Heat on looters, slow pace of relief | Inquirer News

Heat on looters, slow pace of relief

/ 10:09 AM November 17, 2013

More than a week after typhoon Yolanda ravaged many towns in the Visayas, many people are still suffering the consequences of the storm.

I am so happy with the immediate response of many ordinary people to calls for help especially here in Cebu. International relief items by the planeload have arrived for typhoon victims.


We are fortunate to have international aid after more people around the world see the extent of devastation.

What is unfortunate is the slow pace of distributing the aid to the victims especially in Leyte and Samar. Local and international media agree in their observations of the snail’s pace of the response of the national government.


Even ordinary citizens feel the government is wanting and that it seems no one is clearly in charge on the national level of distribution and direction of foreign relief goods.

Even cash donations to the government are discouraged because of red tape that slows release of the financial aid badly needed by storm-struck barangays.

But it’s not too late for the national government to get its act together in the distribution system.

This is no time to blame any one but to learn from our mistakes and make speedy corrections. In the case of the national government, President Aquino first said the local governments were supposed to be the first responders, however, many of them were also typhoon victims. It took a full day for the national government to step in and take over.

Looting in Tacloban City led to an exodus of residents, who fled by air, sea and land to Cebu and Manila to save themselves from hunger and a breakdown in peace and order.

Many people wanted to go to Tacloban to bring relief goods but were unnerved by reports of vehicles being waylaid by some people who would steal the items. Some reports point to a newly-formed gang of criminal elements taking advantage of the crisis.

**Extracted entries:**
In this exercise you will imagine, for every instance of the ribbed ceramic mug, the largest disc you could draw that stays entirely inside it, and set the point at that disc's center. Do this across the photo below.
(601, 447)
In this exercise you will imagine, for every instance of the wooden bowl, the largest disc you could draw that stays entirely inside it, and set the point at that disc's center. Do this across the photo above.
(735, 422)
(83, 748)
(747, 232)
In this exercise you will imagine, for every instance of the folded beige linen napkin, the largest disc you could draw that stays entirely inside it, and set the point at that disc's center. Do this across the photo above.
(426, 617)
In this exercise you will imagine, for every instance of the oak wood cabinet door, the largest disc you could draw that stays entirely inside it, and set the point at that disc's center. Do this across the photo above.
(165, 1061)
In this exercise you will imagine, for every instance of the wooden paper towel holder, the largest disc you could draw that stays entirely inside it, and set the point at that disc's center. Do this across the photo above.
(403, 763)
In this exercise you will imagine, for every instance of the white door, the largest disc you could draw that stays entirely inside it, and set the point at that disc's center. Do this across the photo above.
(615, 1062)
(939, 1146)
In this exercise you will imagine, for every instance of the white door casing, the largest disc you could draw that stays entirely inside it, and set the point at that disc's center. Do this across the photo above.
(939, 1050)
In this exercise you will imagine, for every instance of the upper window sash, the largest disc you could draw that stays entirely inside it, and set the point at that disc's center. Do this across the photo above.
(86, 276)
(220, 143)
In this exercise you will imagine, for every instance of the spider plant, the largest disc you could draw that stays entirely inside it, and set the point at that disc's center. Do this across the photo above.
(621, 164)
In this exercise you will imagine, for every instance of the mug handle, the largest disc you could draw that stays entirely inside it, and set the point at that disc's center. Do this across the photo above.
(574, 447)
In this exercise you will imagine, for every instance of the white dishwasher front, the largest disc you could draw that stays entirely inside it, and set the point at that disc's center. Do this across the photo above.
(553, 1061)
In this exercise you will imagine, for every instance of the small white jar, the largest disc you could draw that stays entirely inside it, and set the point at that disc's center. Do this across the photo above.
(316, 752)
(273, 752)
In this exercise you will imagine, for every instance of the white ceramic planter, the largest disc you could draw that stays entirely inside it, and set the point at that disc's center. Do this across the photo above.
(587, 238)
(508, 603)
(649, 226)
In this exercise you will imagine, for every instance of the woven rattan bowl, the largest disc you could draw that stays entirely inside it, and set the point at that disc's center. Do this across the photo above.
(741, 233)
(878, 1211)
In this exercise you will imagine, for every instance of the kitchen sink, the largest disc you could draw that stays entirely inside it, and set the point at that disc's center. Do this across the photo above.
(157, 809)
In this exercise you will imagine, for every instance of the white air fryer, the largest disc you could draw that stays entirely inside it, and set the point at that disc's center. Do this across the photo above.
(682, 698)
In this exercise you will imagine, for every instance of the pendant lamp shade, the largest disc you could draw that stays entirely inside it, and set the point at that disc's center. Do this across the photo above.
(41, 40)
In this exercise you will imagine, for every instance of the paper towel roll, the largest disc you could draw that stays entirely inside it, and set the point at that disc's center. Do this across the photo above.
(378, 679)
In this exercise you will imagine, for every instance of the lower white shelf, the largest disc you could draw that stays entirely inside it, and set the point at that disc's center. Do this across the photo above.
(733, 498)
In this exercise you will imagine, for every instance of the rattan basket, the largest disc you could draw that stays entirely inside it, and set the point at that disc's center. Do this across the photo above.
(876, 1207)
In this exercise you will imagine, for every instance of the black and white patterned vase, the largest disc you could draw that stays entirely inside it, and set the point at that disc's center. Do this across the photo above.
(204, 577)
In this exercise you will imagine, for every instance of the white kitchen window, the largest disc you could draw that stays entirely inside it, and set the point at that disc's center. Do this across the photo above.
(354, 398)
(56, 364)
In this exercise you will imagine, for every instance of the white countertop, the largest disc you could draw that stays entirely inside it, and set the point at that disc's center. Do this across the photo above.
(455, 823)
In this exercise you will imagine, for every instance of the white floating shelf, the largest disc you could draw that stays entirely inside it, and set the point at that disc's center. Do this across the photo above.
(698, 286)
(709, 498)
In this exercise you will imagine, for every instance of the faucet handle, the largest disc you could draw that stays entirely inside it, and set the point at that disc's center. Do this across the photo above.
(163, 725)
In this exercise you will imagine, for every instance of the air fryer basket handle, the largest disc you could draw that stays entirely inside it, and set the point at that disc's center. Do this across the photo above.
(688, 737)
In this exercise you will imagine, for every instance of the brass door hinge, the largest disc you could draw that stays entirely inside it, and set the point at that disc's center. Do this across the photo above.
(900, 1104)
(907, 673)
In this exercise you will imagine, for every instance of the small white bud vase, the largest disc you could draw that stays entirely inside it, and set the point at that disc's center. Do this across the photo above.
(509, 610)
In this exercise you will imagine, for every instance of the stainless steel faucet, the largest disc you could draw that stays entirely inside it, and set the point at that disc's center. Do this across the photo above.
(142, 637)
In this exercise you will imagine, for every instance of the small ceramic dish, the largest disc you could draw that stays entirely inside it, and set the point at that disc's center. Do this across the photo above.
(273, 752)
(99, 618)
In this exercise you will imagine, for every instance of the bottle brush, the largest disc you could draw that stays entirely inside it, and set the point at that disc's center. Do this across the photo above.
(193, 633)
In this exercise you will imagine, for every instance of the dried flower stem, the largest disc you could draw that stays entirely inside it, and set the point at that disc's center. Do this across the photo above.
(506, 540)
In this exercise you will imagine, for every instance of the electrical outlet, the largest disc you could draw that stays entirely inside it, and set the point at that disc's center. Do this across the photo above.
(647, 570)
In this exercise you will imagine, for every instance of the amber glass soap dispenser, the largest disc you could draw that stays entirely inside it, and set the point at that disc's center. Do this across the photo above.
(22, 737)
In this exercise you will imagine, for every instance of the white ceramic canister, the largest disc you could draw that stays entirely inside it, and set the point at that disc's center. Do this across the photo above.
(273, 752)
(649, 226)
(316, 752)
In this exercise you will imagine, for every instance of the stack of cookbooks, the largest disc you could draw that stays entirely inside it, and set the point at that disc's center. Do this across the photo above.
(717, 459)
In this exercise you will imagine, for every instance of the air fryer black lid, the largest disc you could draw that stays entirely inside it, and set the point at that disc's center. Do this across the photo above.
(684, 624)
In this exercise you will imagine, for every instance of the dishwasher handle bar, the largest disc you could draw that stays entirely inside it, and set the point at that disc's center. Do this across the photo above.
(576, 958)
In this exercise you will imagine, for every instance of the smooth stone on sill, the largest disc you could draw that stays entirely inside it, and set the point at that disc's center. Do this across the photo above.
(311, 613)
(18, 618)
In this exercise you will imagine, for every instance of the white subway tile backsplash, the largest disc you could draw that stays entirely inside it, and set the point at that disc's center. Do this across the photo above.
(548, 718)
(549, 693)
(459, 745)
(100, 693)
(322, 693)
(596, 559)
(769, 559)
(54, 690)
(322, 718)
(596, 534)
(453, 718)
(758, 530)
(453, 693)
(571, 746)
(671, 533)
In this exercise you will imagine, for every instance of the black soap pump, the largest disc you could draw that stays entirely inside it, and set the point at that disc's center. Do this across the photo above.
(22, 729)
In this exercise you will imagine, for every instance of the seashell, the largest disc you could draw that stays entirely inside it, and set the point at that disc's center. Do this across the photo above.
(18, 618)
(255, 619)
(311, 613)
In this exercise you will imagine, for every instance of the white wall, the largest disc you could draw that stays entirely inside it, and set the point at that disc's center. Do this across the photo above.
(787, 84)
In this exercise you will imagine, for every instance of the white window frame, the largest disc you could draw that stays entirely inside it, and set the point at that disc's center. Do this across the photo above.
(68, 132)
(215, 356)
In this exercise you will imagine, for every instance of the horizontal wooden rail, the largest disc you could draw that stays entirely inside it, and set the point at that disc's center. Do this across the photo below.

---

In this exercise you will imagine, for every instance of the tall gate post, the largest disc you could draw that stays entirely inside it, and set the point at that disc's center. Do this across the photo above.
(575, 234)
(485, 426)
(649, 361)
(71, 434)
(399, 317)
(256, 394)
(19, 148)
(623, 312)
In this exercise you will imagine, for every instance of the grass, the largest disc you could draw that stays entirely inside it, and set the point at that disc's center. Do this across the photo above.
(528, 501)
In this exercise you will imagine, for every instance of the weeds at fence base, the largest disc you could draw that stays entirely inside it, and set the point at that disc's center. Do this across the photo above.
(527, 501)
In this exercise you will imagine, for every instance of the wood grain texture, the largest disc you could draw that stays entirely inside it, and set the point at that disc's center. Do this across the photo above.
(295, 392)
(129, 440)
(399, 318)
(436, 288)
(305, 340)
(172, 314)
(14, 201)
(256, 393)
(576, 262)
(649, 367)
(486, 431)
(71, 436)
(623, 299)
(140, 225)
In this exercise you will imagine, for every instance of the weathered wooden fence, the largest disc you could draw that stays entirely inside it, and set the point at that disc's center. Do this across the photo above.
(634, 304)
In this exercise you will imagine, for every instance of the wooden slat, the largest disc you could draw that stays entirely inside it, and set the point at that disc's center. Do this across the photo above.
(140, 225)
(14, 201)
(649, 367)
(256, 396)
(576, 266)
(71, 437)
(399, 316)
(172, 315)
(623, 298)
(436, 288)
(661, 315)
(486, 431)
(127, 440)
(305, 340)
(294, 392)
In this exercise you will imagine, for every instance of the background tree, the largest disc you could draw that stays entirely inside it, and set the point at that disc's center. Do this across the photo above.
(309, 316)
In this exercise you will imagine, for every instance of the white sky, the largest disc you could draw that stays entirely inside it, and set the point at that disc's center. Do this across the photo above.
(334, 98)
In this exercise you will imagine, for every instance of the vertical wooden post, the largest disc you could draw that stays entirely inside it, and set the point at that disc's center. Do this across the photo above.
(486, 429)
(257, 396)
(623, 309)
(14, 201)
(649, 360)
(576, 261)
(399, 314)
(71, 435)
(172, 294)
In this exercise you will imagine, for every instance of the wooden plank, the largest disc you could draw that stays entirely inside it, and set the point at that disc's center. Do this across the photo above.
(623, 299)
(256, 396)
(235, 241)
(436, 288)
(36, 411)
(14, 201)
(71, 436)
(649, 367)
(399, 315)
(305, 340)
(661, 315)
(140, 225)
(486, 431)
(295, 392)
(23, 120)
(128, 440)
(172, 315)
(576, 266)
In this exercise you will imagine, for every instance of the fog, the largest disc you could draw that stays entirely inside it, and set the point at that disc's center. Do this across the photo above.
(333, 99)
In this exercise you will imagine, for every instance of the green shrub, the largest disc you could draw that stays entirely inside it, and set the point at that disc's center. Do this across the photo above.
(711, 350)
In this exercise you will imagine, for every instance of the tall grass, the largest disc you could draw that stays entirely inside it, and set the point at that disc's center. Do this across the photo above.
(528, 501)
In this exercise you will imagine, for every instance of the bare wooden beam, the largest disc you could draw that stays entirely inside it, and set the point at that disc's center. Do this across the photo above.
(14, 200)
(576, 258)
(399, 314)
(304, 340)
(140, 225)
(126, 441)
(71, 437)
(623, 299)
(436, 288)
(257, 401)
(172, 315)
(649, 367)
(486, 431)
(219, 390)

**Things to do:**
- A) Summarize the typhoon relief article in two sentences.
- B) Write out the typhoon relief article starting with "More than a" and going on through "foreign relief goods.", switching "ordinary" to "everyday" wherever it appears.
- C) Continue the typhoon relief article from where it stops.
The entries have no role in this work.

**Results in order:**
- A) More than a week after typhoon Yolanda hit the Visayas, the writer welcomes the help from ordinary people and the international aid arriving, especially in Cebu, but faults the national government for the slow distribution of aid in Leyte and Samar and for red tape that discourages cash donations. Looting in Tacloban City drove residents to flee to Cebu and Manila, and reports of vehicles being waylaid by thieves, possibly a newly formed gang, unnerved people who wanted to bring relief goods there.

- B)
More than a week after typhoon Yolanda ravaged many towns in the Visayas, many people are still suffering the consequences of the storm.

I am so happy with the immediate response of many everyday people to calls for help especially here in Cebu. International relief items by the planeload have arrived for typhoon victims.


We are fortunate to have international aid after more people around the world see the extent of devastation.

What is unfortunate is the slow pace of distributing the aid to the victims especially in Leyte and Samar. Local and international media agree in their observations of the snail’s pace of the response of the national government.


Even everyday citizens feel the government is wanting and that it seems no one is clearly in charge on the national level of distribution and direction of foreign relief goods.

- C)
The desperate situation led many to ransack department stores and houses in Tacloban City and cart away not just food but anything they could carry, including refrigerators, television sets and clothes.


One joke goes that when calamity victims ransack a store they are called looters but when government officials steal funds to be used for calamity victims, they are called senators.

Many are asking why looting is going on in Tacloban City but not in northern Cebu where towns and Bogo city were devastated or the situation in Bohol were an earthquake occurred Oct. 15?

Some say perhaps it has to do with the culture and behavior of Warays but I don’t buy that.

While I wanted to justify that hungry people acted that way out of desperation in order to survive, it’s difficult to justify how appliances are also stolen.

We can see in TV news that some people are also taking gasoline in gasoline stations without paying for the fuel, and that owners and the police can’t do much to stop the theft.

To get updates on what’s happening to places in Eastern Visayas devastated by the typhoon, I strongly suggest switching on cable station CNN for comprehensive news reporting.

Its reporters narrate what they see on the ground without fanfare or sensationalism. That’s why they get some flak from the government when their journalists air critical reports that show the slow pace of distributing relief goods although the government is doing its best to respond.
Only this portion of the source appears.